## Texto mostrado
....

¡Hola! Soy Loly.

Este blog, de pequeños relatos de vivencias actuales y de mi niñez, nació para contactar de forma diferente con familiares y amig@s.
Gracias por abrir esta ventana de un rinconcito de mí.

martes, 22 de diciembre de 2020

 


                                            Manuel

  No era producto del azar la belleza de aquellos cercados de cebada que rodeaban la casa. Manuel, el jornalero, les daba vida, lo demás lo ponía la Naturaleza, casi siempre mezquina en nubes nimbos que pudieran desparramar frecuentes chubascos.

  Era otoño. Comenzaba el ciclo de la cebada coincidiendo con sus primaras lluvias. Manuel, rozando el alba, interrumpía el silencio del hogar con toques de diana para reclamar la semilla necesaria para la siembra. Momentos antes había entrado en la gañanía para echarle al camello en el  comedero su primera ración de paja.

  El recelo y entusiasmo que él ponía en su trabajo, siempre a la disposición del dueño, era admirable. Había estrechos lazos de amistad y empatía con mi padre, extendida al resto de la familia.  

  Manuel tenía el rostro tostado y curtido de años de trabajo a horas intempestivas bajo el solajero, y de muchas madrugadas enserenadas. Su sombrero negro matizado de tonos grisáceos por el polvo acumulado le cubría hasta la mitad de la frente, lo que resultaba cómico ver esa parte de frente blanquecina en contraste con el resto.

....

## Material proporcionado
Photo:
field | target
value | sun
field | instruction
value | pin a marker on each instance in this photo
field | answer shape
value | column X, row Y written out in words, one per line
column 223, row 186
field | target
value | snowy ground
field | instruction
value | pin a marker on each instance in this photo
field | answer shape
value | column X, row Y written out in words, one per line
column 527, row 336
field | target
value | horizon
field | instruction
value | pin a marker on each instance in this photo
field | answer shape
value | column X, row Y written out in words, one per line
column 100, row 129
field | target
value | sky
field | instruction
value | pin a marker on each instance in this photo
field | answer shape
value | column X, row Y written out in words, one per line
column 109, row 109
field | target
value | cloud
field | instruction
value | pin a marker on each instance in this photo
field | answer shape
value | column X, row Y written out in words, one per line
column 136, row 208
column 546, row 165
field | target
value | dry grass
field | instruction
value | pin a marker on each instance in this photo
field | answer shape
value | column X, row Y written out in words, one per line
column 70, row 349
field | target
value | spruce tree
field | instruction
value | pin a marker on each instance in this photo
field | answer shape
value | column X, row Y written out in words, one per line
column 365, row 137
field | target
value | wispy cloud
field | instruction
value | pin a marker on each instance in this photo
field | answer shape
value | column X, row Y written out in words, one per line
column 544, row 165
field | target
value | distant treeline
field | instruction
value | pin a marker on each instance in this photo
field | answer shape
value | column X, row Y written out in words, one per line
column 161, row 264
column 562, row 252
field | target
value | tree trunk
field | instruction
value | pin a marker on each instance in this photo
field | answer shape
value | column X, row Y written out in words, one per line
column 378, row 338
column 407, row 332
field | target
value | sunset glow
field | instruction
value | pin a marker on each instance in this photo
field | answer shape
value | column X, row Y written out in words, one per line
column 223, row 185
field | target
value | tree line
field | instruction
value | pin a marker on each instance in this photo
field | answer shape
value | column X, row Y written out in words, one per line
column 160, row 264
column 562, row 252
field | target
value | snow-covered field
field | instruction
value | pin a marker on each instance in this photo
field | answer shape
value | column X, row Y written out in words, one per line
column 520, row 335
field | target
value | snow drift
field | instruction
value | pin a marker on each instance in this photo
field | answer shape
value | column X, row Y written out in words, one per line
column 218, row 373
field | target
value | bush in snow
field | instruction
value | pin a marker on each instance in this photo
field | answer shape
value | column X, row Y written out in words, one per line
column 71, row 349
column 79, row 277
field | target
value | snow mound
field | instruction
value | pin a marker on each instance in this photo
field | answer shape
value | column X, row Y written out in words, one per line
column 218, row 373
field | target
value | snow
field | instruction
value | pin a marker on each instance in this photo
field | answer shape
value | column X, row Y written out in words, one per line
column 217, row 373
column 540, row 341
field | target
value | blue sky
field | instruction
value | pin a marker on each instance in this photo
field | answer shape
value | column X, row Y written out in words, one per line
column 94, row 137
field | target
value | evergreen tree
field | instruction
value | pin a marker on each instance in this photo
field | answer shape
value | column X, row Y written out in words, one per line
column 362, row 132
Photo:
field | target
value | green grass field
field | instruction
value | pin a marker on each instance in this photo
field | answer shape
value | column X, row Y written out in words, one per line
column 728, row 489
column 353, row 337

....

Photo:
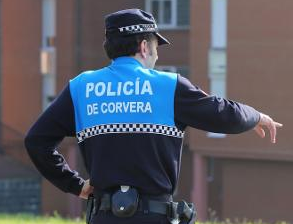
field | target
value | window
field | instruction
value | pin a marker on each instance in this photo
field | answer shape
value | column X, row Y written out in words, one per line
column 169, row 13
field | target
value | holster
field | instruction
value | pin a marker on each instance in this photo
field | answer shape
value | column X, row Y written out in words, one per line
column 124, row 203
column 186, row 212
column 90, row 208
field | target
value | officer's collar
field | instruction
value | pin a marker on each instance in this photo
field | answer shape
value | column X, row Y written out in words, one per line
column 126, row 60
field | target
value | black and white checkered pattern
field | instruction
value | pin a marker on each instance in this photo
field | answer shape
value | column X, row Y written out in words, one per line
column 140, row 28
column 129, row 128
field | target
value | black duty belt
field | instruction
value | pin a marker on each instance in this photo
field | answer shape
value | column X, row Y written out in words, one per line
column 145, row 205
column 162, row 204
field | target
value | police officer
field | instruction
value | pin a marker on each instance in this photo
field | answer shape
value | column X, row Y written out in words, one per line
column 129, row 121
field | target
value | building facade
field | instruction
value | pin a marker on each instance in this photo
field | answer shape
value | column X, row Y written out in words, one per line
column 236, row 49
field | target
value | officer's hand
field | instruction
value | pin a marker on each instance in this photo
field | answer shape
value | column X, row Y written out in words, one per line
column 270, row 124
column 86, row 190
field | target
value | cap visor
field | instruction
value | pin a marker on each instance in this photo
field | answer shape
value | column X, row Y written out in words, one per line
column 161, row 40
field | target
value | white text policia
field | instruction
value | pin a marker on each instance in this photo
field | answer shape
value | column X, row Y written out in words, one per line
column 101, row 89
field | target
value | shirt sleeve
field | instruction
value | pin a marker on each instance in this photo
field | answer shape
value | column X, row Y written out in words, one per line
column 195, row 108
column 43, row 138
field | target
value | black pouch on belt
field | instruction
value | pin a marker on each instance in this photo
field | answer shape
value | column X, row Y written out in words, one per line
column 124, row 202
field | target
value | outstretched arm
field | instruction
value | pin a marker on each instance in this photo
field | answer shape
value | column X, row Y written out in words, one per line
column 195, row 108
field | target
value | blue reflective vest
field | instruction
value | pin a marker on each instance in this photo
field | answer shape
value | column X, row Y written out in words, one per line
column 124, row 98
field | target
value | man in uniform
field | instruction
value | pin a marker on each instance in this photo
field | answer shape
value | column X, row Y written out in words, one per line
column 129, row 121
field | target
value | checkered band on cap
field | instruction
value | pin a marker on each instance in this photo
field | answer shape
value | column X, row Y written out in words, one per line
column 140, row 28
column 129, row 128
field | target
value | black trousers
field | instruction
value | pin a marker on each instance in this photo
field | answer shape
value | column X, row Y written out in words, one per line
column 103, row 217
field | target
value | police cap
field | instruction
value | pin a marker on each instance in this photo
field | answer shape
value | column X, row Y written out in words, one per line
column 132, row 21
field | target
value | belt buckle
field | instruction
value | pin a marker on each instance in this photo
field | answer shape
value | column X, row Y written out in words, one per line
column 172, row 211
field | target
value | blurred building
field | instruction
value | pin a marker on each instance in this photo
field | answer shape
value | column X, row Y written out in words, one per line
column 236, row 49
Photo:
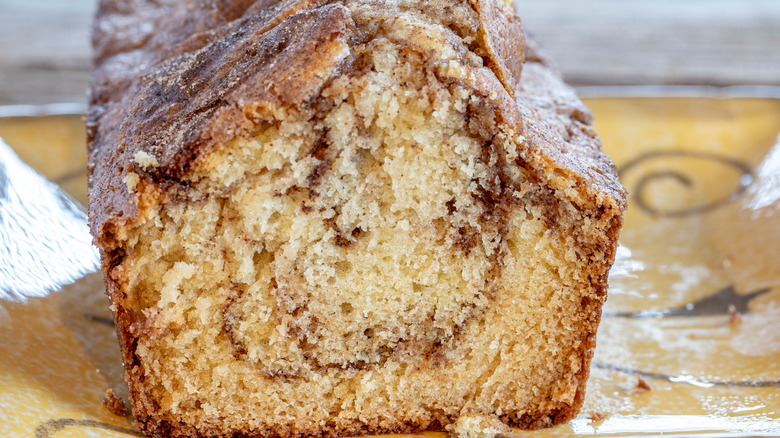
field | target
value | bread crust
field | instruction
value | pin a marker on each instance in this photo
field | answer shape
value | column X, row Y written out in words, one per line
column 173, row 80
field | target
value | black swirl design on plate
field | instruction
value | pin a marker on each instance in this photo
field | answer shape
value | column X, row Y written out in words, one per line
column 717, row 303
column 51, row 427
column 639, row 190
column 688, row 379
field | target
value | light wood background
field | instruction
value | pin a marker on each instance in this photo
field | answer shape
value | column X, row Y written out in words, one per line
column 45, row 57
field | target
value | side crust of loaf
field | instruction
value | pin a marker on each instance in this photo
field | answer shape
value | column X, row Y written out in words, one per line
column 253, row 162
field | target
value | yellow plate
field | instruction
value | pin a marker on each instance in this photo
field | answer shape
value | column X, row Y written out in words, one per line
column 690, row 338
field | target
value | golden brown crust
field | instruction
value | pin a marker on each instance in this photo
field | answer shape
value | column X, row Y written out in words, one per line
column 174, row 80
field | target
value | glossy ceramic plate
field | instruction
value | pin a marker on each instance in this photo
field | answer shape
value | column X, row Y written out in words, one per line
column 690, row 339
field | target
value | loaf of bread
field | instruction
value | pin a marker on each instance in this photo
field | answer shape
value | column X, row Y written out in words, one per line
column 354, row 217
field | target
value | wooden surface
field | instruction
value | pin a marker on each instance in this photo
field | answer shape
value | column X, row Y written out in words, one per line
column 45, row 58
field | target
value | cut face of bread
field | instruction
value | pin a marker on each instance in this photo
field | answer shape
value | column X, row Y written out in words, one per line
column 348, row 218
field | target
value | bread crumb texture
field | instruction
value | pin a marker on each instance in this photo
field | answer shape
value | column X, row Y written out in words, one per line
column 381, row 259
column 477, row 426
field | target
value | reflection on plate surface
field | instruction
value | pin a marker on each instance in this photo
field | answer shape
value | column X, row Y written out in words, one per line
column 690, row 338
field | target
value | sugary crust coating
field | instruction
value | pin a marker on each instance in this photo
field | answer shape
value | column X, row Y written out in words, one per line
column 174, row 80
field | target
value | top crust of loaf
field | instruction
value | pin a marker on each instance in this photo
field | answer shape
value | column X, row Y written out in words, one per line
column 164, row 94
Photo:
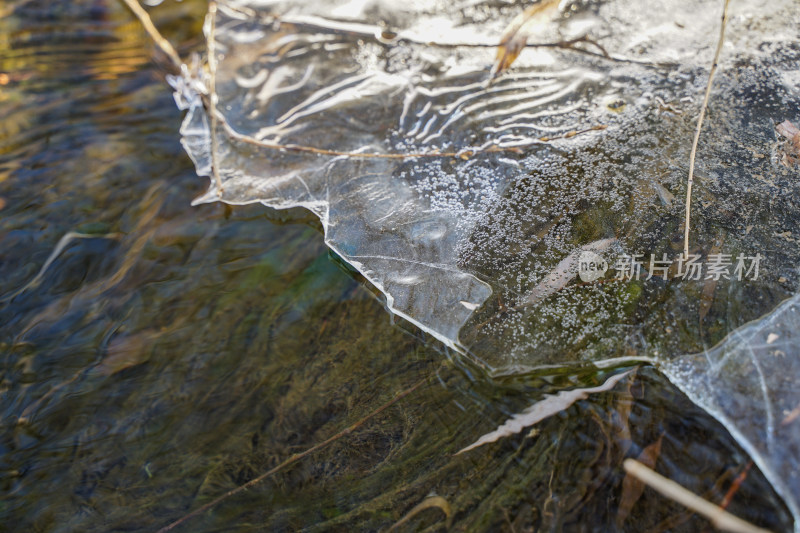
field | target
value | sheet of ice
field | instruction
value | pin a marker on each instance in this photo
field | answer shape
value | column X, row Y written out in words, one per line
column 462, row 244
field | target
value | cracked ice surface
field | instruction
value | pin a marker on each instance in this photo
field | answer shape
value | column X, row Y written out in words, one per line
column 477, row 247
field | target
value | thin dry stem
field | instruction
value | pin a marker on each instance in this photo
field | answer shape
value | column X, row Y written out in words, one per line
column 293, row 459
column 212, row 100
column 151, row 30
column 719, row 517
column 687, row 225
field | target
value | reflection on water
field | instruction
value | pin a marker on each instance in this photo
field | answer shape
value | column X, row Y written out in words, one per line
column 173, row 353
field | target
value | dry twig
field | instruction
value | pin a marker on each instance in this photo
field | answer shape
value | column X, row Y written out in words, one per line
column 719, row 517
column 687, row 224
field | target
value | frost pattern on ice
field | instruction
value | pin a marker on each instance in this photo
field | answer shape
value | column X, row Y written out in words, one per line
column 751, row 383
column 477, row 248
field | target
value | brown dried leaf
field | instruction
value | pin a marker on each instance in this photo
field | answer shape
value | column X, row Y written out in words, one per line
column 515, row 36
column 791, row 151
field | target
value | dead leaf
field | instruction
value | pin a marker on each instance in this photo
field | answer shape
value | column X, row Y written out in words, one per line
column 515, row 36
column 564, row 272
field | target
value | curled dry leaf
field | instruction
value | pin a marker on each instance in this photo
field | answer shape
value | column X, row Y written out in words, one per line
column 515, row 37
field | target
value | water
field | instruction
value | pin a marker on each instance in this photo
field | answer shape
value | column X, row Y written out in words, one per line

....

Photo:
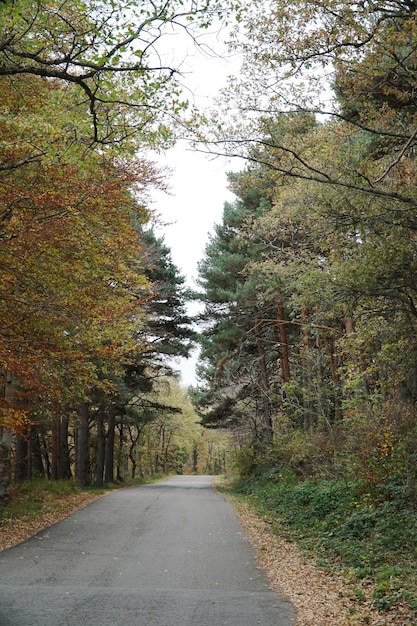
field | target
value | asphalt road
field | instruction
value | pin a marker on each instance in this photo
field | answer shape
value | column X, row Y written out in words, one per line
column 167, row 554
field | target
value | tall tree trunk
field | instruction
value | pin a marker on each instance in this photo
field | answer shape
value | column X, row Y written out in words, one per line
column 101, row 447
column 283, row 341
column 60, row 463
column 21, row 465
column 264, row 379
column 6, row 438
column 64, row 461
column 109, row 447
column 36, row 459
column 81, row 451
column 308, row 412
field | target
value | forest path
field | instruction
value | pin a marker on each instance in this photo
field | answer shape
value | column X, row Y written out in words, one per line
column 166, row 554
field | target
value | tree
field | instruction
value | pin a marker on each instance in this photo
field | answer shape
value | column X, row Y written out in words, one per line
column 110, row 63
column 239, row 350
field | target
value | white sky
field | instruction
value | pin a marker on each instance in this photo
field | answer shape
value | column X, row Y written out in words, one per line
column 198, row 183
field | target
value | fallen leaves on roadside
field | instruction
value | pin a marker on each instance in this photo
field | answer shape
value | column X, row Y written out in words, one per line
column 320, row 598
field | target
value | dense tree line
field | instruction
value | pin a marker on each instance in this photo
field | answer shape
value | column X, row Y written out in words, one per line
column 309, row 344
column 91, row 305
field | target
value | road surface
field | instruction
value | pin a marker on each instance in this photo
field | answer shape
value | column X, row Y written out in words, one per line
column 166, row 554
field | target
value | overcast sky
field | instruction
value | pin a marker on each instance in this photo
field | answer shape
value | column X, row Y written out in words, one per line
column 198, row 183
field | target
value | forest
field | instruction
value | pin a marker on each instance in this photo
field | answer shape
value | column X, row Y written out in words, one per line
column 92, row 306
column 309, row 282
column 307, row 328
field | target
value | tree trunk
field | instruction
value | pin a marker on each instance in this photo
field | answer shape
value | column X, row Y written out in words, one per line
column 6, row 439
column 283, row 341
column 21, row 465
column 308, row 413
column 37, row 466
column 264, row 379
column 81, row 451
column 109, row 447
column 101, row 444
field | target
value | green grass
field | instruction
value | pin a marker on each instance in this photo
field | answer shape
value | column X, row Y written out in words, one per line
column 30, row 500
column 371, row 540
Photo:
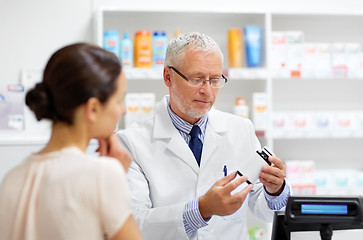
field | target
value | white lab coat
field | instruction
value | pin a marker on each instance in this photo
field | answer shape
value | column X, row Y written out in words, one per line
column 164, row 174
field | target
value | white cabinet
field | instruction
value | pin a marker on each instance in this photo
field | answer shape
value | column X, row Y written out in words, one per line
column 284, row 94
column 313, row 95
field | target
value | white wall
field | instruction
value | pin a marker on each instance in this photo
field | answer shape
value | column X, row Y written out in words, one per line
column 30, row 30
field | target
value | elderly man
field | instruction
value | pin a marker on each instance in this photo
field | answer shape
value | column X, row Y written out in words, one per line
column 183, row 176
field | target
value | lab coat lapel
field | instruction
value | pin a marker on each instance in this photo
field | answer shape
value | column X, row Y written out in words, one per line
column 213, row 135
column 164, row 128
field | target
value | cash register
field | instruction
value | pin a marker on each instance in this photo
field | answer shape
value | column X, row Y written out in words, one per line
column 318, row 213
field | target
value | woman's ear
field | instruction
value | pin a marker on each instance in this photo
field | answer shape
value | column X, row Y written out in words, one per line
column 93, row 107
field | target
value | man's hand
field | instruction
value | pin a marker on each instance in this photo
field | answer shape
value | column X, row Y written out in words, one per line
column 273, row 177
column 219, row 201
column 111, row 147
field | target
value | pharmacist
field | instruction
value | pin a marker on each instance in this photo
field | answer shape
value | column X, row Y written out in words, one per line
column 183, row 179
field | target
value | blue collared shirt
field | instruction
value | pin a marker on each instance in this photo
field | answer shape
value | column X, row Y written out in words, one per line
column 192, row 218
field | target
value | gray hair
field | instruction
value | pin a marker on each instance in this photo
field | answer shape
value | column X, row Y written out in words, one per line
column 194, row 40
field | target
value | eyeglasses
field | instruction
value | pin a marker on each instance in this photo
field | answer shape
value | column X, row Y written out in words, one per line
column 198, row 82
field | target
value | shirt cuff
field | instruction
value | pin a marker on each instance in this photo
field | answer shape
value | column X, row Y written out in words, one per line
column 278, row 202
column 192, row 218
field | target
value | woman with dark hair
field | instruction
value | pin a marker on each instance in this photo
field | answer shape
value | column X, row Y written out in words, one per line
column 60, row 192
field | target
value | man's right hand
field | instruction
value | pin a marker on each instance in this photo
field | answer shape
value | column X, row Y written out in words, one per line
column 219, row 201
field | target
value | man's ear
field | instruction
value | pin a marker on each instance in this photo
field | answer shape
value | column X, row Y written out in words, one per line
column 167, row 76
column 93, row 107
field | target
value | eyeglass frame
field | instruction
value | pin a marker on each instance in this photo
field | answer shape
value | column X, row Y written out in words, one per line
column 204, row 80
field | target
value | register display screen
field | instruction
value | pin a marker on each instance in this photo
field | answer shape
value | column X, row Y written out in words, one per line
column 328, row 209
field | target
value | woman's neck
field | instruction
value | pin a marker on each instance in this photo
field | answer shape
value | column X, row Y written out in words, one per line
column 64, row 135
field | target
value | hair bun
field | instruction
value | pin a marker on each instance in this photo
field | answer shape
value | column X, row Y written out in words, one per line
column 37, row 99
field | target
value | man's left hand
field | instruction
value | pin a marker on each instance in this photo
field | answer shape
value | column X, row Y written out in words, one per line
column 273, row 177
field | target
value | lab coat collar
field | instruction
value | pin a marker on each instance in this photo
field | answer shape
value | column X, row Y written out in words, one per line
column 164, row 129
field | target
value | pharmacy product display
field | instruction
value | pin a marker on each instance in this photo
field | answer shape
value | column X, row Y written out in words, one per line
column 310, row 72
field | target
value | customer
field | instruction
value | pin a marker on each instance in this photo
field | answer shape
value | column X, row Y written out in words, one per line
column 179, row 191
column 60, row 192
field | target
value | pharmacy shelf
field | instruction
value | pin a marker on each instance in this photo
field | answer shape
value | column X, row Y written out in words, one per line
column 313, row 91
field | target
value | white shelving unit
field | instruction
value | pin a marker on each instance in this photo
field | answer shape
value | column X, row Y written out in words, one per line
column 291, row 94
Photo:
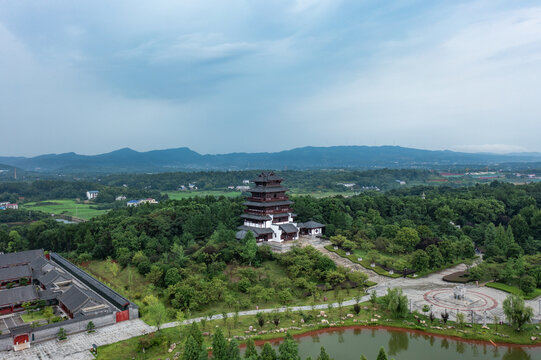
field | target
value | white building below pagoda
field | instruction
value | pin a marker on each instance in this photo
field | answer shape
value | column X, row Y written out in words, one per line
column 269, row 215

....

## Partes del ejercicio
(a) En el relato sobre Manuel, ¿qué le echaba Manuel al camello en el comedero al entrar en la gañanía?
(b) Transcribe del relato sobre Manuel la parte que se abre con las palabras que contienen "Era otoño. Comenzaba" y se cierra con "de la familia.".

## Resultados por tarea
(a) Su primera ración de paja.

(b)
Era otoño. Comenzaba el ciclo de la cebada coincidiendo con sus primaras lluvias. Manuel, rozando el alba, interrumpía el silencio del hogar con toques de diana para reclamar la semilla necesaria para la siembra. Momentos antes había entrado en la gañanía para echarle al camello en el  comedero su primera ración de paja.

  El recelo y entusiasmo que él ponía en su trabajo, siempre a la disposición del dueño, era admirable. Había estrechos lazos de amistad y empatía con mi padre, extendida al resto de la familia.